• Instrucciones de trabajo: Devuelve literalmente cada una de las líneas que siguen, sin omitir ninguna.
○ ○ ○ ○
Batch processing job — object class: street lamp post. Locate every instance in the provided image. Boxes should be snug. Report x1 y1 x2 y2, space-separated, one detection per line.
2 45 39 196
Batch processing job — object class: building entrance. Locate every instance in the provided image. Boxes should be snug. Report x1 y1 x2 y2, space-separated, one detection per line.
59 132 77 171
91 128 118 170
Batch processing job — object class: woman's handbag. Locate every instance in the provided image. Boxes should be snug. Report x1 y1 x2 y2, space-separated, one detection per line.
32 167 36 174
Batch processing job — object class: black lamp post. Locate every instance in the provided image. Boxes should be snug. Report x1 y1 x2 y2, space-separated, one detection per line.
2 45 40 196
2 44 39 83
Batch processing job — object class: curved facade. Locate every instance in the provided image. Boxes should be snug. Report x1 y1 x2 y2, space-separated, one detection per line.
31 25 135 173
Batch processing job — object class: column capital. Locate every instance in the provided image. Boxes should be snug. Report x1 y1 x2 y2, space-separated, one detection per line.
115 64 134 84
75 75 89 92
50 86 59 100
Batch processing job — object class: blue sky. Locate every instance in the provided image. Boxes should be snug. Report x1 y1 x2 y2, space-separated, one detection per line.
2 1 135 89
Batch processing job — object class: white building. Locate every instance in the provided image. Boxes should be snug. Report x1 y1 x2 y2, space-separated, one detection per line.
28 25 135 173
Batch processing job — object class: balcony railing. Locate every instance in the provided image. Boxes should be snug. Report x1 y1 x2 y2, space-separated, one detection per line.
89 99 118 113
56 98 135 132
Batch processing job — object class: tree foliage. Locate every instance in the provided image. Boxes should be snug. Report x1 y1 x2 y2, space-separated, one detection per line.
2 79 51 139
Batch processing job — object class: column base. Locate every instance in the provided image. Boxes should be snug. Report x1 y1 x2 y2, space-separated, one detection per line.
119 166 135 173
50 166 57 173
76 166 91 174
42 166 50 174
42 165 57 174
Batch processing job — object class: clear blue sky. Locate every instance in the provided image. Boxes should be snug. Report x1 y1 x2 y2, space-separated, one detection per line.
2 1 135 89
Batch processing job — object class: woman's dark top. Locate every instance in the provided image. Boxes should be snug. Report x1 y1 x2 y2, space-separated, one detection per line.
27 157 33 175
○ ○ ○ ○
• Resultado:
Batch processing job — object class: street lamp post. Locate every instance in the provided image. Boxes should be snug. Report x1 y1 x2 y2, space-separated, one detection per line.
2 45 39 196
Batch processing job — object class: building entrance. Locate every instance in the provided image. Boxes should be snug. Report x1 y1 x2 y2, space-separated, one detection per line.
59 132 77 171
91 128 118 170
Batch processing job — object class: woman's handbag. Locate every instance in the provided image. Boxes should be snug. Report x1 y1 x2 y2, space-separated, one detection per line.
32 167 36 174
Batch processing job — object class: black lamp post. Locate every instance in the provided image. Boxes should be snug. Report x1 y1 x2 y2, space-separated, one detection per line.
2 45 40 196
2 44 39 83
Batch processing job — object class: curved facade. Locate every instance in the provided image. Boxes should be snug. Report x1 y1 x2 y2, space-separated, one detection per line.
31 25 135 173
Batch processing job — object class: column capital. Locate every instance in the provided image. Boxes should be snug. Report x1 y1 x2 y2, space-separated, one detection per line.
115 64 134 84
75 75 89 92
50 86 59 100
Batch processing job — object class: blue sky. Locate every instance in the provided image. Boxes should be snug. Report x1 y1 x2 y2, space-separated, one detection per line.
2 1 135 89
Batch processing job — object class: white building. Locate every instance in the provided image. Boxes should be snug. Report x1 y1 x2 y2, space-separated, one detection per line.
28 25 135 173
Batch processing job — object class: balcony railing. Locate every instance in the provided image. Boxes should be snug. Report x1 y1 x2 y2, space-separated, one detection per line.
89 99 118 113
56 98 135 132
Batch processing job — object class: tree foliage. Locate every instance in the provided image. Boxes should be snug. Report x1 y1 x2 y2, space-separated, one detection per line.
2 79 51 139
Batch processing job — object class: column base. Locate every instance in the provided image. Boxes should be snug. Report x1 y1 x2 y2, space-separated, one detection per line.
119 166 135 173
50 166 57 173
76 166 91 174
42 166 50 174
42 165 57 174
Batch processing job — object class: clear blue sky. Locate every instance in the provided image. Boxes should be snug. Report x1 y1 x2 y2, space-separated, one detection per line.
2 1 135 89
Batch processing job — object class: woman's dark top. Locate every instance in the provided image. Boxes should be snug. Report x1 y1 x2 y2, space-separated, one detection per line.
27 157 33 175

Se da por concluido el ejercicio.